Return only those lines of the material that contain "When".

INFORMATION SUPPLIED
++++

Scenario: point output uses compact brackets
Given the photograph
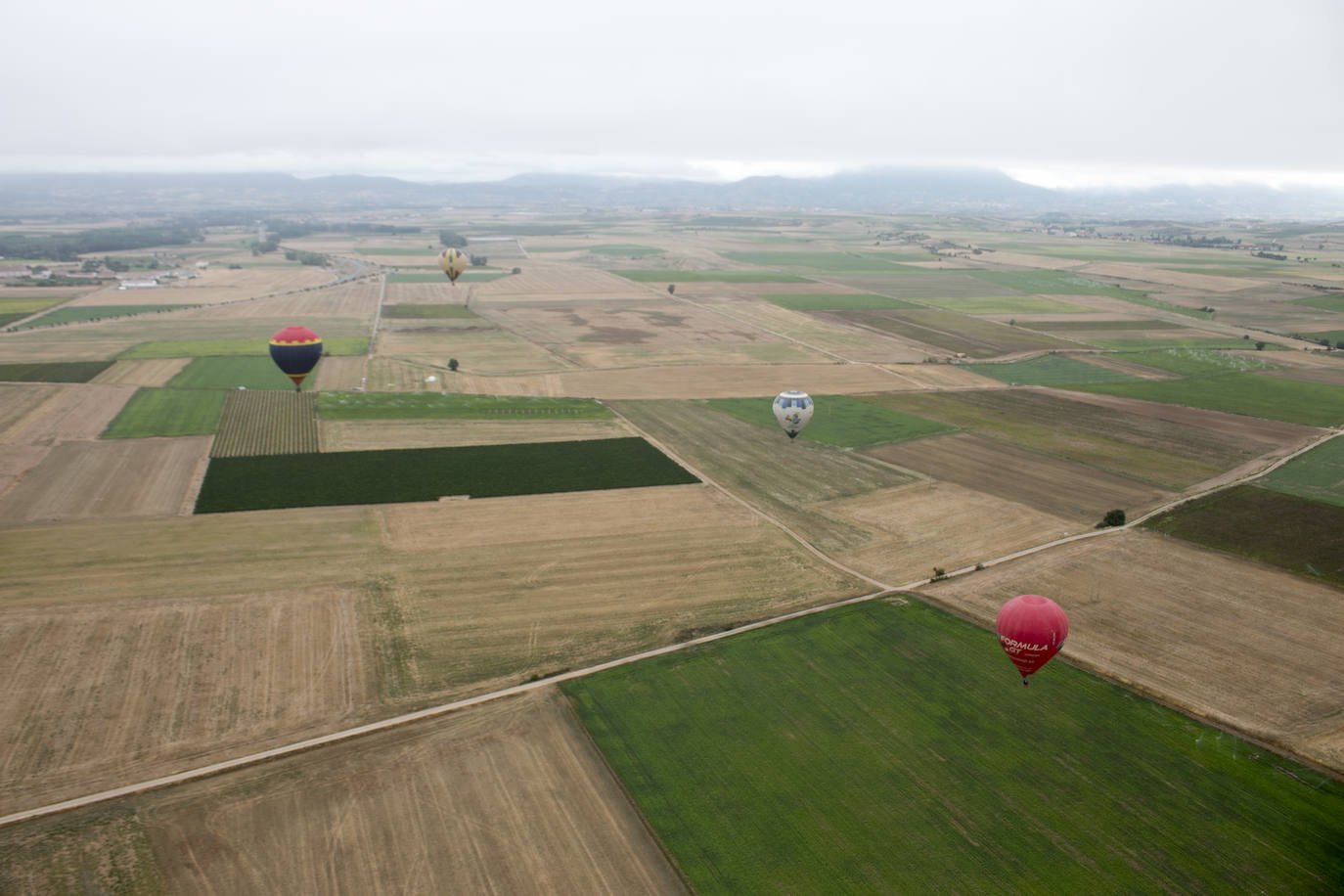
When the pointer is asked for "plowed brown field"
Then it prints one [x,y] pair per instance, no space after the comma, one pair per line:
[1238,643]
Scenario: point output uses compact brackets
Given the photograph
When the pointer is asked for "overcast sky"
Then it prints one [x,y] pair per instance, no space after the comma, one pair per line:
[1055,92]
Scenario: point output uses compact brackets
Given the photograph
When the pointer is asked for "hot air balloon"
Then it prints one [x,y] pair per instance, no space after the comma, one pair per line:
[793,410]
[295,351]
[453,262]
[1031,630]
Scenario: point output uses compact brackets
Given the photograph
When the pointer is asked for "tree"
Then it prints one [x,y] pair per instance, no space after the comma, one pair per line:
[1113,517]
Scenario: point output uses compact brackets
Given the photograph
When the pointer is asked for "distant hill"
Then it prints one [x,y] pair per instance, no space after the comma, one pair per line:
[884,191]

++++

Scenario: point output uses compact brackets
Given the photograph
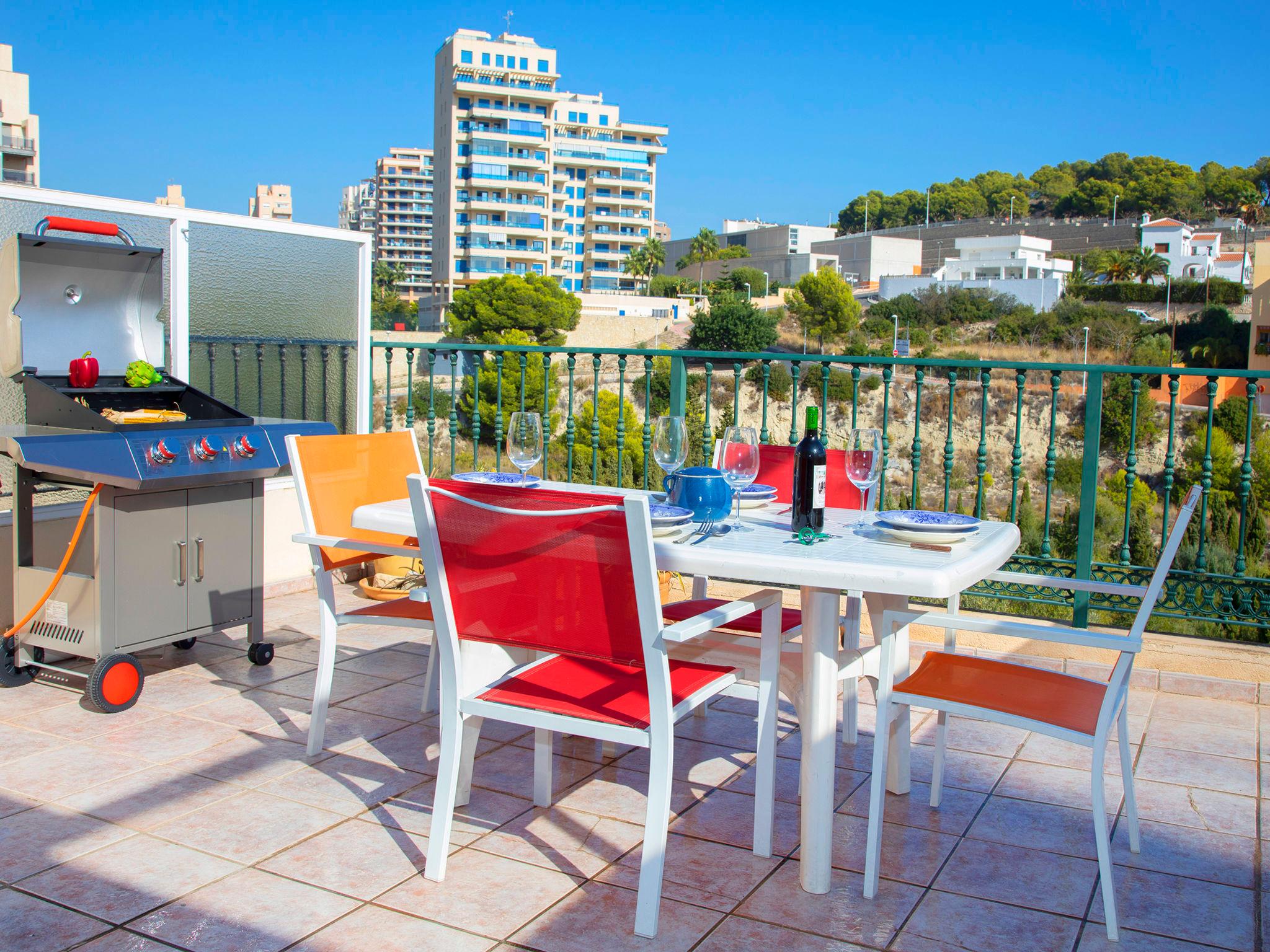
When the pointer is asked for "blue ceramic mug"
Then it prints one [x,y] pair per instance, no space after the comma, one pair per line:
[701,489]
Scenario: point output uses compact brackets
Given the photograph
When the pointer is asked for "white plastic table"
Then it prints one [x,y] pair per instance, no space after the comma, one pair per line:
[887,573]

++++

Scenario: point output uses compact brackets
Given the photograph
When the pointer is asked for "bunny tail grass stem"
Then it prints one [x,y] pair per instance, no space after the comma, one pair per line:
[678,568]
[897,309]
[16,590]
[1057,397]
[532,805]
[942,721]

++++

OUTPUT FOR THIS EXERCISE
When the pointer is asked for "plowed brown field"
When the pointer is asked for "overcast sky"
When the pointer is asked for "hot air balloon"
When the pointer is asked for "tree"
When the pointer is asked for "distant hill"
When the pointer is asked for "blue ceramic mug"
When the pointer is asked for "white plastic table"
When the pointer is asked for "bunny tail grass stem"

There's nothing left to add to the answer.